ACTIVITY: Your job is to retype the records exactly while dropping every picture.

▼

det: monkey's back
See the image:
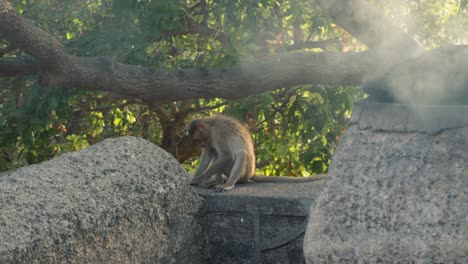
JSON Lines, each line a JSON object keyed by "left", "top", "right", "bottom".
{"left": 204, "top": 115, "right": 253, "bottom": 142}
{"left": 204, "top": 115, "right": 255, "bottom": 157}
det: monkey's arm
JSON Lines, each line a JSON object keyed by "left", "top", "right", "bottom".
{"left": 212, "top": 150, "right": 249, "bottom": 192}
{"left": 191, "top": 150, "right": 212, "bottom": 185}
{"left": 194, "top": 149, "right": 211, "bottom": 177}
{"left": 250, "top": 174, "right": 327, "bottom": 182}
{"left": 196, "top": 141, "right": 232, "bottom": 183}
{"left": 198, "top": 157, "right": 231, "bottom": 181}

▲

ANSWER AREA:
det: monkey's back
See the image:
JSON Lines, each line a JSON object keyed by "left", "top", "right", "bottom".
{"left": 204, "top": 115, "right": 253, "bottom": 142}
{"left": 204, "top": 115, "right": 255, "bottom": 157}
det: monkey's arm
JSON Lines, each line a JSON object keyed by "left", "top", "right", "bottom".
{"left": 212, "top": 150, "right": 249, "bottom": 192}
{"left": 191, "top": 150, "right": 212, "bottom": 185}
{"left": 194, "top": 149, "right": 211, "bottom": 177}
{"left": 250, "top": 174, "right": 327, "bottom": 182}
{"left": 196, "top": 141, "right": 232, "bottom": 183}
{"left": 198, "top": 157, "right": 231, "bottom": 181}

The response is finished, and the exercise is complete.